▶ **Directive**:
Give back exactly the lines running from the line with "of the waste" to the end of the entries, and only those lines.

▶ **Task material**:
──────────────────────────────

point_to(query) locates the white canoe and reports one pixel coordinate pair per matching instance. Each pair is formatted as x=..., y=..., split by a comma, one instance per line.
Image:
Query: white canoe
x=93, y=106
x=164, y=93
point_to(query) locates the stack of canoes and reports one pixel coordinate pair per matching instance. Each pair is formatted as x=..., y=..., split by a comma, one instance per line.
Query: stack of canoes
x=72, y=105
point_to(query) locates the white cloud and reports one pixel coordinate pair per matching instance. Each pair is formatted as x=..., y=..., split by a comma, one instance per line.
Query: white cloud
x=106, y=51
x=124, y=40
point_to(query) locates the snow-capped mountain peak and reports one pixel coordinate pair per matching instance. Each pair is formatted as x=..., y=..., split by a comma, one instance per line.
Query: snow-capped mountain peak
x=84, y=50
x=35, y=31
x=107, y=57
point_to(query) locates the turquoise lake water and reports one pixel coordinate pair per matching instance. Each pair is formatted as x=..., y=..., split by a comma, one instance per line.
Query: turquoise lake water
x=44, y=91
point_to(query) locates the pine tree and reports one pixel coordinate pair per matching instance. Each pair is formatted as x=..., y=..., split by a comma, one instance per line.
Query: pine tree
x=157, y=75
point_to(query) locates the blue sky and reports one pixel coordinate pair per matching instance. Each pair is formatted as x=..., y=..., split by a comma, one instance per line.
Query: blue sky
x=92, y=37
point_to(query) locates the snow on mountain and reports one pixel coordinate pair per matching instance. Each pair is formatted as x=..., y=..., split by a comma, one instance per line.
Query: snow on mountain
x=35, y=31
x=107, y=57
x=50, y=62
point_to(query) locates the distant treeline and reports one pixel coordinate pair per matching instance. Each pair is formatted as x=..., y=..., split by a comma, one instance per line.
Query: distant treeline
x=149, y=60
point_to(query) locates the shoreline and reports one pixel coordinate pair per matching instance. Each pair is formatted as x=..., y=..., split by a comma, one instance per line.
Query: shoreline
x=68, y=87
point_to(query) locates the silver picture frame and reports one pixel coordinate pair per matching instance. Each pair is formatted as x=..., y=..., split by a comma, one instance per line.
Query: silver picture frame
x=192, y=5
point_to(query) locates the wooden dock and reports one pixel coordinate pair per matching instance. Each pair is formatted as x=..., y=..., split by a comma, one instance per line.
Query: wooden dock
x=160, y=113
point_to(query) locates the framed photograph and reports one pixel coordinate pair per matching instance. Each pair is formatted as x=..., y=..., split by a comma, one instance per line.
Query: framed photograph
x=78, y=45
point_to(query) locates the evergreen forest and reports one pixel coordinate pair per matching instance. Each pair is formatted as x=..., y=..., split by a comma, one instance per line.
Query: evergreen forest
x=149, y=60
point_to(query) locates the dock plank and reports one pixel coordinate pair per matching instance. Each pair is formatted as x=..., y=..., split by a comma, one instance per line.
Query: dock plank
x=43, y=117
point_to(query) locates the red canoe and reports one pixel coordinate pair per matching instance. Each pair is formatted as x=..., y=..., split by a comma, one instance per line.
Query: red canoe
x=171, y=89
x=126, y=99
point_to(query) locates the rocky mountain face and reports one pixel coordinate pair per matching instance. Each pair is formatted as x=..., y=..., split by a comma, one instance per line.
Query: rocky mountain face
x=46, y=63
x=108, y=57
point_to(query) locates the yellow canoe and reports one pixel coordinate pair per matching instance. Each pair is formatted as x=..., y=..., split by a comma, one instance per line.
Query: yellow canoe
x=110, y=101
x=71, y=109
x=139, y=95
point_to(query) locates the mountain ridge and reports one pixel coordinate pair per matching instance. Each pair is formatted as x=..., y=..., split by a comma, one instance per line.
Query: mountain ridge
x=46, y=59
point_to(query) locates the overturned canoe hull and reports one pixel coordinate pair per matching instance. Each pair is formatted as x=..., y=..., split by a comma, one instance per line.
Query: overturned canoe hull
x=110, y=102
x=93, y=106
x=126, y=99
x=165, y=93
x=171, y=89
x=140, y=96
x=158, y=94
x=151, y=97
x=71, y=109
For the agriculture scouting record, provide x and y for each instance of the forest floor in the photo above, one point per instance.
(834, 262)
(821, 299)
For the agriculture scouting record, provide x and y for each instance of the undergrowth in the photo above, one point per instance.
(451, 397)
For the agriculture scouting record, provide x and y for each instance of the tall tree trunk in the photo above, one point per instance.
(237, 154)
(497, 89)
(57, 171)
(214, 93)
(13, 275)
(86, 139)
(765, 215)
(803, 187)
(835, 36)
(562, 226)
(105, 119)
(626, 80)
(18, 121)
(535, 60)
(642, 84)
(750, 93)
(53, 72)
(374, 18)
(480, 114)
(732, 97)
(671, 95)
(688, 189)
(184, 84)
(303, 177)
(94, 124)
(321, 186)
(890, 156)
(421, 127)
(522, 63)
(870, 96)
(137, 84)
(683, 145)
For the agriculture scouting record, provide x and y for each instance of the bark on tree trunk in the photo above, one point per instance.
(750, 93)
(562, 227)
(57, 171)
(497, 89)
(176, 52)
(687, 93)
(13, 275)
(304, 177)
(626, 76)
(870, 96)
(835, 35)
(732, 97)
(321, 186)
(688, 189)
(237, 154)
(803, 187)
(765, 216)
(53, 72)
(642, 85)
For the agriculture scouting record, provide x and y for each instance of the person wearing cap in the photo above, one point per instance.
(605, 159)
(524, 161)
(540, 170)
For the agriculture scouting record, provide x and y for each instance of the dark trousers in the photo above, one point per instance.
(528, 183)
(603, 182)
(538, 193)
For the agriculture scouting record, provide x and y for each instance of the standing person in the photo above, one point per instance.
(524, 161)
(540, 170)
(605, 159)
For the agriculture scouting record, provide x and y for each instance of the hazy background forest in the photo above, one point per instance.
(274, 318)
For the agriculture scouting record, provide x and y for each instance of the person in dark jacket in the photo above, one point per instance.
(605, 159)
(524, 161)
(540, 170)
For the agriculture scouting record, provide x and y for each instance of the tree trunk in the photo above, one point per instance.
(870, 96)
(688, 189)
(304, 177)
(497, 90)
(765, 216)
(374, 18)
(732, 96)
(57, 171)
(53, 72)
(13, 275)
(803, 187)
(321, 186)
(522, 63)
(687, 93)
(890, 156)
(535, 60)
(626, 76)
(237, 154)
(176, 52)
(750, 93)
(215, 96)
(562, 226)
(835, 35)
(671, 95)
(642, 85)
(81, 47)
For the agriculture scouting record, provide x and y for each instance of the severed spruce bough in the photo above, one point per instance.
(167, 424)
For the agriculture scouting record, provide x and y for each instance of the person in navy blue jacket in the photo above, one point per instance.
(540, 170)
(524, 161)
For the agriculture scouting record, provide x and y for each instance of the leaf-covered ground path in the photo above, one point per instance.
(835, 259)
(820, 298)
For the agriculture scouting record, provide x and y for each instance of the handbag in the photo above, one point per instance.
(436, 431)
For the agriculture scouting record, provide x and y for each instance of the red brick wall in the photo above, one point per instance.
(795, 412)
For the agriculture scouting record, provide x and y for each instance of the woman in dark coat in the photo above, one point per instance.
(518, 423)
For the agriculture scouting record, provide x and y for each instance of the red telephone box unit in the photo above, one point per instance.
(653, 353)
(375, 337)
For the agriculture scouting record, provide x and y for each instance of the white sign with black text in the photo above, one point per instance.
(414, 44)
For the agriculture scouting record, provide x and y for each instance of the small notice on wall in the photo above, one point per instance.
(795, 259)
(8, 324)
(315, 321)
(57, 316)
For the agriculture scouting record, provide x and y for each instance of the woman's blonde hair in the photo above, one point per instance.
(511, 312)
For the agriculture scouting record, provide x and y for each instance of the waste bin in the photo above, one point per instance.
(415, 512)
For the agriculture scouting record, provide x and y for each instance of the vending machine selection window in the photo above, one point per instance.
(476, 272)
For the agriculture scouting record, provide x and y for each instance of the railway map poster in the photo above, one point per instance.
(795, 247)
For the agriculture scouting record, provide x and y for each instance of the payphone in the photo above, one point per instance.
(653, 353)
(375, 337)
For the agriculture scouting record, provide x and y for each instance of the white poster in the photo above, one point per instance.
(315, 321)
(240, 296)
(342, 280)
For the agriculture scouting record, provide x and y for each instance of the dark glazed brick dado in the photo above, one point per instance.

──────────────────────────────

▶ **Final answer**:
For the agriculture scouting record, provide x and y for each instance of the waste bin in the photo above, one point per instance.
(415, 512)
For the agriculture scouting record, provide x and y for each instance of the vending machine selection window in the photo above, one point per instance.
(476, 272)
For the agriculture scouting record, provide x and y for each instance of the railway map poster in the photo above, one point per instance.
(795, 247)
For the agriculture scouting record, provide x and y for each instance of the payphone in the photo above, one point per instance.
(653, 353)
(375, 337)
For the agriculture scouting record, provide x and y for each instance of the white poster in the photo above, one point per instance.
(315, 321)
(240, 296)
(342, 280)
For the agriculture scouting record, provide x and y for each instance of the dark glazed brick dado in the photo above, one point per instance.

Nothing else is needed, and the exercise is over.